= GIVEN TEXT =
----------

November 3, 2022

OpenLineage: Where It Came from and What Comes Next

C Craig Hubert Astronomer

Lineage is becoming an essential tool for data teams operating within distributed data ecosystems. The reason is simple: if one of your many DAGs fails, how are you supposed to solve the problem quickly without knowing what the problem is, where it’s located, and how to prevent it from happening in the future?

The answer for many, increasingly, is OpenLineage, a framework that helps make data pipelines observable by automatically collecting and correlating detailed information about their operation and the data movement within them. A better view of data pipelines saves time and resources across an organization by enabling data engineers to quickly find, fix, and prevent complex operational issues and explore and understand elaborate dependencies across pipelines, environments, and clouds.

The arrival of OpenLineage, which has been around since 2020, coincides with a shift in thinking around data pipelines. In recent years, the growth of the data industry — including an increasing number of tools that are used for managing data pipelines and the increasing maturity of open source projects — has led to a broader push toward democratization of the entire data ecosystem. Instead of questions around what kind of pipeline to build and how to build it, data teams are now asking, “What is going on inside my pipelines and what can I learn from them?”

Currently, OpenLineage is at an “inflection point,” according to Julien Le Dem, the Chief Architect at Astronomer and one of the founders of OpenLineage. “In the past six months, we’ve had more and more people reaching out to us about OpenLineage. It’s been a snowball effect — people are starting to see traction and adoption of the tool, and the more demand there is for lineage the more incentive it creates for the entire ecosystem to join.”

OpenLineage didn’t arrive out of thin air, of course. It’s been a long, winding road toward implementation, involving commitment by many people to a number of open source projects that eventually led to the creation of the OpenLineage standard. And Le Dem, who has spearheaded the project since its inception, says there’s more on the horizon.

The Road to Data Lineage

Le Dem, who grew up in Normandy, began engaging with the data ecosystem at Yahoo, where he worked from 2007 to 2011. “I was building platforms on top of Hadoop for supporting Yahoo verticals,” he says. “There was a lot of acquisition of data feeds, extracting information, and connecting things, and we built a platform on top of Hadoop to help with that.” While at Yahoo, Le Dem began contributing to Apache Pig, an open source platform for analyzing large datasets.

----------

= AVAILABLE DATA =
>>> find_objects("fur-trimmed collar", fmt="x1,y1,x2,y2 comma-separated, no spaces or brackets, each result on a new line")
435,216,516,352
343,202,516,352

----------

= THE TASKS =
[1] According to the OpenLineage article, during which years did Julien Le Dem work at Yahoo?
[2] Extend the OpenLineage article onward from its final sentence about Apache Pig.
The data placed after the OpenLineage article is separate material.

= THE REPLIES =
[1] From 2007 to 2011.

[2]
After moving to a new role at Twitter in 2011, where he served as the technical lead for processing tools on the company’s data platform, Le Dem ran into an issue. He and his team were responsible for storing all the analytics data on Hadoop, enabling it, and processing it for data scientists and analysts. But Hadoop wasn’t always sufficient for their needs. “At the time, Hadoop could store a lot of data,” he says. “But it was high-latency querying — a person would launch a job, go get coffee, and come back.” Twitter was also using Vertica, a columnar data storage platform that was a much faster query engine but didn’t scale as much as Hadoop, meaning they couldn’t put as much data into it.

There was a need for something that combined the strengths of the two tools. “I began looking into how we can make Hadoop a little bit more like Vertica,” Le Dem says. “I reread Google’s Dremel paper and started prototyping the algorithm that’s described in that paper. Hadoop was inspired by Google papers about Google File System and MapReduce, so it seemed like a natural extension.” Le Dem called the project Red Elm — an anagram of “Dremel” — and began reaching out to others to gauge interest.

One of the first groups to respond to Le Dem was the team at Cloudera, which was already working on a similar project for Apache Impala, a distributed SQL query engine for Hadoop. “They were very aligned with what I was trying to do, which was build something like Vertica on top of Hadoop,” Le Dem says, and the teams were soon collaborating. “The Impala team at Cloudera brought actual query engine requirements. On my end, I brought all the compatibility with the existing Hadoop stack.”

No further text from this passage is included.